* _SHORT TASK_
Pull out every line in the items below that contains the word "woman". Case counts.
** Begin STORED RECORDS **
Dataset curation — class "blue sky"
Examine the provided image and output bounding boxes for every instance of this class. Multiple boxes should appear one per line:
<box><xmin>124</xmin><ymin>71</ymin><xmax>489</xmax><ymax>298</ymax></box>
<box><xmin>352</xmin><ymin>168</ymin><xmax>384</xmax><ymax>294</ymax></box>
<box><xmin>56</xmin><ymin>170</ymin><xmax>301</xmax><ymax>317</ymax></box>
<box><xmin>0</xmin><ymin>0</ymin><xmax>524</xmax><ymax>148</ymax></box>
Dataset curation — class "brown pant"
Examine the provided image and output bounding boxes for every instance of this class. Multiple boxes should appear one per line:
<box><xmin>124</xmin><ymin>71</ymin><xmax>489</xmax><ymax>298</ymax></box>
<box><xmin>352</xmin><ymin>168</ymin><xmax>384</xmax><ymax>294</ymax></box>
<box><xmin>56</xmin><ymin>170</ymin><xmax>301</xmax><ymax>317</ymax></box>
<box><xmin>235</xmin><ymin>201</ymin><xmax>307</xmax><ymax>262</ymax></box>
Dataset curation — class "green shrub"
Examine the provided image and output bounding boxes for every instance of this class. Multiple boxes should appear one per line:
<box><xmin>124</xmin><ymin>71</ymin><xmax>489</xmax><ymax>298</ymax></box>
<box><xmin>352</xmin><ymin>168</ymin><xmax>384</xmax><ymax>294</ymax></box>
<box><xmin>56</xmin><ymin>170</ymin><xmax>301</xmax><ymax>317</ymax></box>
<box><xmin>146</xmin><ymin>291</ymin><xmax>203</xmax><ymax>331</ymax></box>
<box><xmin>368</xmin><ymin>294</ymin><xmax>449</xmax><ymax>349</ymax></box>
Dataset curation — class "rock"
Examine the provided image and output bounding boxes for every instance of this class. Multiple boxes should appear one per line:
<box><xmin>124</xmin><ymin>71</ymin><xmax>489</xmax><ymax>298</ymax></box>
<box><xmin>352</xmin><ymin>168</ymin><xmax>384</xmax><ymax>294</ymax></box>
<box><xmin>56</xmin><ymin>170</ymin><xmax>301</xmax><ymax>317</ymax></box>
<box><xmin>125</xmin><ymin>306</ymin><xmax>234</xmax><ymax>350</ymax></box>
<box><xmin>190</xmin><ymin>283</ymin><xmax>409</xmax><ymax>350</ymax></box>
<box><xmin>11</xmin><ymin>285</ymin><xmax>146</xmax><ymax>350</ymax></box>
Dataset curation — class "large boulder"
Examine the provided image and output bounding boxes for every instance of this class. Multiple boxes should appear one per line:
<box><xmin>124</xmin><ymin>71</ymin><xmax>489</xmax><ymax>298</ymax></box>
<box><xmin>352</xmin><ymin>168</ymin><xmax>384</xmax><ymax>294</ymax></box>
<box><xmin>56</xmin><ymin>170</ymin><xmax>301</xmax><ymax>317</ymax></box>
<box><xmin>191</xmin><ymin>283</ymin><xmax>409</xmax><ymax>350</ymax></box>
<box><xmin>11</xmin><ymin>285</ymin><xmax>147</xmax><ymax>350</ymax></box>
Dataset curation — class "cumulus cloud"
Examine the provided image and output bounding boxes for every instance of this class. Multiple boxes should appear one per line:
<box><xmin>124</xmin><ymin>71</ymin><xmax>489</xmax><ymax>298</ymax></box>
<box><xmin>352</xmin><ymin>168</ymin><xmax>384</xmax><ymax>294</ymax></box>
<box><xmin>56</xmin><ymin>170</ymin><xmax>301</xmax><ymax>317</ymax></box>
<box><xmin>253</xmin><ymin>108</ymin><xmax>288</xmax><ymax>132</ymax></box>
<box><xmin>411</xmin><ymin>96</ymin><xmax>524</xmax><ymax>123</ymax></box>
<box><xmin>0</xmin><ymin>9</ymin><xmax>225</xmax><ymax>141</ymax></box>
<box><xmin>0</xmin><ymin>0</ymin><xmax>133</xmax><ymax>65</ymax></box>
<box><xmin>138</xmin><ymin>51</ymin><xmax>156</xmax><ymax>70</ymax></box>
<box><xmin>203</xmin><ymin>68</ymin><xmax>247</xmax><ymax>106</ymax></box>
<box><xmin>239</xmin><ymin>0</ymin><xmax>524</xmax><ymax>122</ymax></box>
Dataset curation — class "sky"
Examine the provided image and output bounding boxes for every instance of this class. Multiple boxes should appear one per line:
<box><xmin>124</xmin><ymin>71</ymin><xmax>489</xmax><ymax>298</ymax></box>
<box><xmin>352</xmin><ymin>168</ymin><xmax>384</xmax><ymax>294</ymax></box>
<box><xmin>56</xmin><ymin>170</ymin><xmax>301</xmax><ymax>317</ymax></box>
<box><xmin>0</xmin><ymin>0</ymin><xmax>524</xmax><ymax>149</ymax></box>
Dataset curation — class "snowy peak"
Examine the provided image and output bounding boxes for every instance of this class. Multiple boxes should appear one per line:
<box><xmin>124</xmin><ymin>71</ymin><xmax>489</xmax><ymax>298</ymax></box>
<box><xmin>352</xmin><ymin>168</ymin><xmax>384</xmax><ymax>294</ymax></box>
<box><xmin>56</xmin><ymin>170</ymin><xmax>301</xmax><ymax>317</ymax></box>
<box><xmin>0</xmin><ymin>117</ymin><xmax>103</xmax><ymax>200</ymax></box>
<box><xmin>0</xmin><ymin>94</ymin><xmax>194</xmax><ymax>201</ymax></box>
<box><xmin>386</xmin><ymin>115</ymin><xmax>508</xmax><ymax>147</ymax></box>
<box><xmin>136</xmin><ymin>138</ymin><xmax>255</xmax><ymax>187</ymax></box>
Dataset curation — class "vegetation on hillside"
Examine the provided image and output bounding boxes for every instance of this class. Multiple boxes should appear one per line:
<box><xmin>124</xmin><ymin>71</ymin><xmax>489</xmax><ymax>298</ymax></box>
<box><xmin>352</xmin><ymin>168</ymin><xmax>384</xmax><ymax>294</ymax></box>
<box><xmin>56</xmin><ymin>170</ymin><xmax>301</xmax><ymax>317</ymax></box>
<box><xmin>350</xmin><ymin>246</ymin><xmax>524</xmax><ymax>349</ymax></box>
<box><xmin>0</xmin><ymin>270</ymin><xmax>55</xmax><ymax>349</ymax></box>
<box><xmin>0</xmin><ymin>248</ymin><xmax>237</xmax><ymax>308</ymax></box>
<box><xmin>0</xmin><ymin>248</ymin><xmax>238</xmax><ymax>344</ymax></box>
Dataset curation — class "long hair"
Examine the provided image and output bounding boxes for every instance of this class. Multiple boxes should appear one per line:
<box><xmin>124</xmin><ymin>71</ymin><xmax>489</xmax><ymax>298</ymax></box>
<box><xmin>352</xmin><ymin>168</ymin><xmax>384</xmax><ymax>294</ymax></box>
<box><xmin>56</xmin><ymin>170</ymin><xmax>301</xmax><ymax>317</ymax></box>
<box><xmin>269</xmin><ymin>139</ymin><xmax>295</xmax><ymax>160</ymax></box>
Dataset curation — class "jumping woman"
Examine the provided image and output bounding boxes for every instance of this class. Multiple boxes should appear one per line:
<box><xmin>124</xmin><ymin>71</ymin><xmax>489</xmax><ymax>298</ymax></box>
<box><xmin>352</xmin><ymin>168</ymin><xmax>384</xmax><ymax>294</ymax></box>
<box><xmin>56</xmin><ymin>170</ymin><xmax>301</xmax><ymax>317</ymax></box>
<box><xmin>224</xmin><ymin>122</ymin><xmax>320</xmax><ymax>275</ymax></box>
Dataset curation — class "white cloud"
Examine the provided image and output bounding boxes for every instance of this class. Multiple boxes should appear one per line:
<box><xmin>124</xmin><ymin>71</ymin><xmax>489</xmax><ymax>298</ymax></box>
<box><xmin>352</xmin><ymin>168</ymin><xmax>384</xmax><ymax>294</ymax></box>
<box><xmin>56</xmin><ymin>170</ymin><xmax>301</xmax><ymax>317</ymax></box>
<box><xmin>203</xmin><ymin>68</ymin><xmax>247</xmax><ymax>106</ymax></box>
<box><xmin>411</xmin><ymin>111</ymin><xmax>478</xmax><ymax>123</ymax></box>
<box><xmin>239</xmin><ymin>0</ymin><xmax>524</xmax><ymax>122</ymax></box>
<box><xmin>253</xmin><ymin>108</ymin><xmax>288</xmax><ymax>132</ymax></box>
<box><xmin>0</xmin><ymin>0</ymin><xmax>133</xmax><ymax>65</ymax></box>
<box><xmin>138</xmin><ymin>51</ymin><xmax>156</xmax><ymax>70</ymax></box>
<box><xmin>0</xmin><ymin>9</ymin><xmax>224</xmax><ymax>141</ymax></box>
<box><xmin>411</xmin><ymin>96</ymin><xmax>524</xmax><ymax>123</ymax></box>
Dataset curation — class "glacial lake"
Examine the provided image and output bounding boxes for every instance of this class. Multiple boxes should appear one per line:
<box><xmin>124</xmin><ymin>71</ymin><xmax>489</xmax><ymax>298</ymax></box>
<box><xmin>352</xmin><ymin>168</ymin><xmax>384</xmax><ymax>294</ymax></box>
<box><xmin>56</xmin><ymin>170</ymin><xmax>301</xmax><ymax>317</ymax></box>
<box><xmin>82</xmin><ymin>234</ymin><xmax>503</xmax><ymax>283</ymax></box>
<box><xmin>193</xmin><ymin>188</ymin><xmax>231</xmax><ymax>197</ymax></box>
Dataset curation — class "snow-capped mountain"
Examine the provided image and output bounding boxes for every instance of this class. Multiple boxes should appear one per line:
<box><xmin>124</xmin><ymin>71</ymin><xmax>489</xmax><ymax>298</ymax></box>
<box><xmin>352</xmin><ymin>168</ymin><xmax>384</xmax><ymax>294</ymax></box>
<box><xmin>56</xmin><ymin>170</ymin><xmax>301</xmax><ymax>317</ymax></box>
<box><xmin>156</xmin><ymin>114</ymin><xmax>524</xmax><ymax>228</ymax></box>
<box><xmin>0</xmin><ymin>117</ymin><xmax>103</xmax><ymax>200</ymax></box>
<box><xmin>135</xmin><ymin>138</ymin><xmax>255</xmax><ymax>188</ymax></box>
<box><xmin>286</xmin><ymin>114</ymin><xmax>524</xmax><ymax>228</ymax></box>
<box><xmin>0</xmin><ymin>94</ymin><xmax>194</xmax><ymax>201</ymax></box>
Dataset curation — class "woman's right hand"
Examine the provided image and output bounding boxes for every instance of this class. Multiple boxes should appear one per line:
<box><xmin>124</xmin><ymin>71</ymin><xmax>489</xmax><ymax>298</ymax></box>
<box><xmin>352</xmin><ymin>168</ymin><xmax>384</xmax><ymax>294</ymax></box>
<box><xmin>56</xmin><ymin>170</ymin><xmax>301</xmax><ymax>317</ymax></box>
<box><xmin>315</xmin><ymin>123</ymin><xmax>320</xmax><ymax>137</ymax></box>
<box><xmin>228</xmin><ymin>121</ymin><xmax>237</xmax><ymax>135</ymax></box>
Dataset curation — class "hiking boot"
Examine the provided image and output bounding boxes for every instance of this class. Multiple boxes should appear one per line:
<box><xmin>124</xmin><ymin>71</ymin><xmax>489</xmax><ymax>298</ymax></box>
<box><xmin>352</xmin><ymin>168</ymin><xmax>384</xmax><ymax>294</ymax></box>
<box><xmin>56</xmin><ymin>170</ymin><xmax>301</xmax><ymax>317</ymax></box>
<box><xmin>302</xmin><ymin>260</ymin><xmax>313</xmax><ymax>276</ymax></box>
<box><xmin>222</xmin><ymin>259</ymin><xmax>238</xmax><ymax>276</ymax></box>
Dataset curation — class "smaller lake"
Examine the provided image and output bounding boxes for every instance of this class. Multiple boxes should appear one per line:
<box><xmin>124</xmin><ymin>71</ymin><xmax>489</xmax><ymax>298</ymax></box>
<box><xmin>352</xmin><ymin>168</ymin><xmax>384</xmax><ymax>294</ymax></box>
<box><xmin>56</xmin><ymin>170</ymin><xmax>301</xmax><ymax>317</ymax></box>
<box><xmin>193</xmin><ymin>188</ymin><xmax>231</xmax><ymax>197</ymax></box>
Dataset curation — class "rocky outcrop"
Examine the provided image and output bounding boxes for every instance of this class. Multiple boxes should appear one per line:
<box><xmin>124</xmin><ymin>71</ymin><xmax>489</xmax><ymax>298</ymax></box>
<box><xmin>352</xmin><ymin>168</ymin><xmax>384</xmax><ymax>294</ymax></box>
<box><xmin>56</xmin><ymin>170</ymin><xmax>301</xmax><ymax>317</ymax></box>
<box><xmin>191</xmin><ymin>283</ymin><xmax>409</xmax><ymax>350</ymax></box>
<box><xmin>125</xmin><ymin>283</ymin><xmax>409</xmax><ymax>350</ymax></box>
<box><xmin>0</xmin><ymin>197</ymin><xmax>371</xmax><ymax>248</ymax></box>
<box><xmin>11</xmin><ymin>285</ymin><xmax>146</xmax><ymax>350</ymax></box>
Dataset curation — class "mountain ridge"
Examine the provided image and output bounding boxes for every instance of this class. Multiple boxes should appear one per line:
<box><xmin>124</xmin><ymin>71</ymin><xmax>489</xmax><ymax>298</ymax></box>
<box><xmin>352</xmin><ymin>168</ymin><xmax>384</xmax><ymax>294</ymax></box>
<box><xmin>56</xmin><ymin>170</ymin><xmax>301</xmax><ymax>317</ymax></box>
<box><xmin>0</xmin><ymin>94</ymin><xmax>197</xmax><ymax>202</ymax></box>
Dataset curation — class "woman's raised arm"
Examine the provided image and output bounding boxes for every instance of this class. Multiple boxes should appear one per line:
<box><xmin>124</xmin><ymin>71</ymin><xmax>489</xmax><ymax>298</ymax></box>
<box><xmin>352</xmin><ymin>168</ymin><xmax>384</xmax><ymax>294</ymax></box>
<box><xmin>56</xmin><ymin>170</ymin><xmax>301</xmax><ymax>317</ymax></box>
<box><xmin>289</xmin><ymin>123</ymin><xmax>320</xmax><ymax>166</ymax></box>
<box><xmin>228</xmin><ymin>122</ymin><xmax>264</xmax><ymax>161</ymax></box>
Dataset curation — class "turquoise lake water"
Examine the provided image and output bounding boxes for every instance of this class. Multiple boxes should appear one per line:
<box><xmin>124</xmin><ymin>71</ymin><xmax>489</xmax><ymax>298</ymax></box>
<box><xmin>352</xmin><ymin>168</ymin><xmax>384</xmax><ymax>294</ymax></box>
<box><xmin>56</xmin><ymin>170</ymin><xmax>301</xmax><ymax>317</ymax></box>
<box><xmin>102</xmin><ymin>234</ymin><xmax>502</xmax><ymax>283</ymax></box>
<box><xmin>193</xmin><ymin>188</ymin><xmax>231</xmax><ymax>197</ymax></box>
** End STORED RECORDS **
* _CORRECT RESPONSE_
Dataset curation — class "jumping woman"
Dataset curation — class "woman's right hand"
Dataset curation — class "woman's raised arm"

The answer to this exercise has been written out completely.